━━ RECORDED DATA ━━

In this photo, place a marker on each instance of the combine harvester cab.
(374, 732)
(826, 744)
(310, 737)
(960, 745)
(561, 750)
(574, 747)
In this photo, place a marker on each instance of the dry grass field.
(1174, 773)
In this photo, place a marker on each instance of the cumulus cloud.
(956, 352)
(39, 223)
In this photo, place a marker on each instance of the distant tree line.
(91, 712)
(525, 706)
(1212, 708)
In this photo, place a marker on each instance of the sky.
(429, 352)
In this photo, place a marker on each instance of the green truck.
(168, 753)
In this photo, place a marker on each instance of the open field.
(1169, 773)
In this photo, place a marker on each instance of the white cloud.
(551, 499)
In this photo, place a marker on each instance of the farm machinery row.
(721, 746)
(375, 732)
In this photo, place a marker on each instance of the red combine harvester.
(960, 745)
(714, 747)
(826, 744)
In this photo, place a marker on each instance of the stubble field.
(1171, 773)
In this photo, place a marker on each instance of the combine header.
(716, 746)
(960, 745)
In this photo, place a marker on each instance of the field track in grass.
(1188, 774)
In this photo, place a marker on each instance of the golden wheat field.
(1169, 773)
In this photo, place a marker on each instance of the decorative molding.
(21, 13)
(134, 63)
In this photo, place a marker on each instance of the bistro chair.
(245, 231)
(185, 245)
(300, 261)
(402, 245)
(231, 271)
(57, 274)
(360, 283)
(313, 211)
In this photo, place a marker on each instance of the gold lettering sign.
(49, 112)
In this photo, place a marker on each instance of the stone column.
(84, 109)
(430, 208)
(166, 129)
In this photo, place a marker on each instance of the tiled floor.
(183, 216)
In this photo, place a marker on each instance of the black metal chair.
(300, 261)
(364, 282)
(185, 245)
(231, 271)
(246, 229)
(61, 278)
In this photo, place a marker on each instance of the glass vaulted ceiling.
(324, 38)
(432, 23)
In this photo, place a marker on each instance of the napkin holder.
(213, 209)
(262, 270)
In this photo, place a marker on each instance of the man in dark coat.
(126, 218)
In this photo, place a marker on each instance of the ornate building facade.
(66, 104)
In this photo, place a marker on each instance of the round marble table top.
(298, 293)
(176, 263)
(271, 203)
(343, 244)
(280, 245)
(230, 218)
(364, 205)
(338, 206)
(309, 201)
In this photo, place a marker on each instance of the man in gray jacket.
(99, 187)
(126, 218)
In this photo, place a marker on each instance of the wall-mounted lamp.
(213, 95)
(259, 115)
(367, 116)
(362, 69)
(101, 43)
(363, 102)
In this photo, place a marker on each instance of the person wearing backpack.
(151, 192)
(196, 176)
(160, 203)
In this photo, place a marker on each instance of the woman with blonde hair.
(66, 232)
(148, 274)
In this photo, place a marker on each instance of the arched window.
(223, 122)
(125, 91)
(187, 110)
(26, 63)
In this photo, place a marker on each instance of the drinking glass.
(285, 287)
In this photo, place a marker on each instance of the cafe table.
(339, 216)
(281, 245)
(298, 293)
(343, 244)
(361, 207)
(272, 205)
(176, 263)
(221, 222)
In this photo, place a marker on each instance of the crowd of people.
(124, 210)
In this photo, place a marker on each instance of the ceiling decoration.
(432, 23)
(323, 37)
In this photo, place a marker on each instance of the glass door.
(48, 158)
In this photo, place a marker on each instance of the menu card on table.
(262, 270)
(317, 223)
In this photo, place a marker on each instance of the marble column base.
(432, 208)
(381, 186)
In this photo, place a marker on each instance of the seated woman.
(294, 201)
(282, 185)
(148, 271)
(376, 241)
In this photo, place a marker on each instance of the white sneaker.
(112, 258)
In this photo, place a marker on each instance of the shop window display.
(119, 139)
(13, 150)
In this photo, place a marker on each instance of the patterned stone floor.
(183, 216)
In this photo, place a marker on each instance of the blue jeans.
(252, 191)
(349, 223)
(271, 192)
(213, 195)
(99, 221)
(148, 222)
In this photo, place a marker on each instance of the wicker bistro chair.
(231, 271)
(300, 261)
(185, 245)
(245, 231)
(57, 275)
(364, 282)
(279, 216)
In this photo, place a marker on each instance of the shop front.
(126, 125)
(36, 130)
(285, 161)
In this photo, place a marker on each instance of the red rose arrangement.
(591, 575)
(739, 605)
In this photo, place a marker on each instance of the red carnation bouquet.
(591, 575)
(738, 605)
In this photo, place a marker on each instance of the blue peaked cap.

━━━

» **WHAT TO PRODUCE**:
All of the entries above need to be printed again exactly.

» **TASK RESPONSE**:
In this photo, place a marker on each instance of the combine harvester cab.
(374, 732)
(826, 744)
(310, 737)
(960, 745)
(561, 750)
(574, 747)
In this photo, place a marker on each instance of the dry grass field.
(1174, 773)
In this photo, place a marker on each instance of the cumulus cloud.
(956, 352)
(39, 223)
In this photo, place a marker on each instance of the distant tree line.
(91, 712)
(525, 706)
(1212, 708)
In this photo, place a marker on each instance of the sky.
(429, 352)
In this photo, place a marker on each instance of the green truck.
(168, 753)
In this photo, place a marker on each instance of the open field.
(1169, 773)
In this photo, place a marker on each instance of the white cloud.
(551, 499)
In this photo, place a marker on each instance of the farm machinery row.
(721, 746)
(375, 732)
In this photo, place a marker on each instance of the red combine harvester.
(960, 745)
(714, 747)
(826, 744)
In this photo, place a marker on each instance of the stubble field.
(1171, 773)
In this photo, place a marker on each instance of the combine header.
(716, 746)
(960, 745)
In this photo, place a marker on each instance of the field track in grass.
(1188, 774)
In this photo, place a marker on each instance of the golden wheat field.
(1169, 773)
In this photo, place a marker on each instance of the decorative molding.
(21, 13)
(134, 63)
In this photo, place a marker on each instance of the bistro chair.
(245, 231)
(185, 245)
(300, 261)
(402, 245)
(231, 271)
(57, 274)
(360, 283)
(313, 211)
In this photo, place a marker on each instance of the gold lettering sign.
(49, 112)
In this photo, place a marker on each instance of the stone column.
(84, 109)
(430, 208)
(166, 129)
In this photo, place a marker on each instance of the tiled floor.
(183, 216)
In this photo, place a marker on each instance of the black metal chair.
(300, 261)
(364, 282)
(185, 245)
(231, 271)
(246, 229)
(61, 278)
In this photo, place a marker on each instance of the glass vaulted ceiling.
(324, 38)
(432, 23)
In this photo, place a marker on each instance of the napkin holder.
(213, 209)
(262, 270)
In this photo, place a marker on each instance of the man in dark coat.
(126, 218)
In this photo, place a marker on each instance of the ornate building facade.
(66, 104)
In this photo, place a marker on each instance of the round marble table top.
(298, 293)
(176, 263)
(271, 203)
(343, 244)
(280, 245)
(230, 218)
(364, 205)
(338, 206)
(309, 201)
In this photo, place a marker on each instance of the man in gray jacket.
(99, 187)
(126, 218)
In this photo, place a marker on each instance of the wall-mounted lamp.
(213, 95)
(259, 115)
(367, 116)
(362, 69)
(101, 43)
(363, 102)
In this photo, place a marker on each instance of the person wearing backpack.
(151, 192)
(196, 176)
(160, 203)
In this photo, place a marker on each instance of the woman with blonde hair.
(66, 232)
(148, 274)
In this photo, place a marker on each instance of the arched window.
(223, 122)
(125, 91)
(187, 110)
(26, 63)
In this photo, place a marker on each instance of the drinking glass.
(285, 287)
In this photo, place a marker on each instance of the cafe table.
(339, 216)
(281, 245)
(298, 293)
(343, 244)
(361, 207)
(272, 205)
(176, 263)
(221, 222)
In this photo, place a marker on each instance of the crowd of people.
(124, 210)
In this photo, place a marker on each instance of the ceiling decoration.
(432, 23)
(323, 37)
In this photo, place a marker on each instance of the glass door.
(48, 158)
In this photo, place a marker on each instance of the menu card on table.
(262, 270)
(317, 223)
In this photo, place a marker on each instance of the marble column base.
(432, 208)
(381, 186)
In this photo, place a marker on each instance of the seated woman.
(294, 201)
(282, 185)
(148, 271)
(376, 241)
In this photo, place a marker on each instance of the white sneaker.
(112, 258)
In this photo, place a marker on each instance of the shop window display.
(119, 139)
(13, 150)
In this photo, place a marker on each instance of the patterned stone floor.
(183, 216)
In this photo, place a marker on each instance of the blue jeans.
(252, 191)
(349, 223)
(271, 192)
(213, 195)
(99, 221)
(148, 222)
In this photo, place a marker on each instance of the wicker bistro chair.
(231, 271)
(300, 261)
(185, 245)
(245, 231)
(57, 275)
(364, 282)
(279, 216)
In this photo, place a marker on each instance of the shop front.
(126, 125)
(36, 130)
(285, 161)
In this photo, place a marker on each instance of the red rose arrangement.
(591, 575)
(739, 605)
In this photo, place a marker on each instance of the red carnation bouquet.
(591, 575)
(738, 605)
In this photo, place a marker on each instance of the blue peaked cap.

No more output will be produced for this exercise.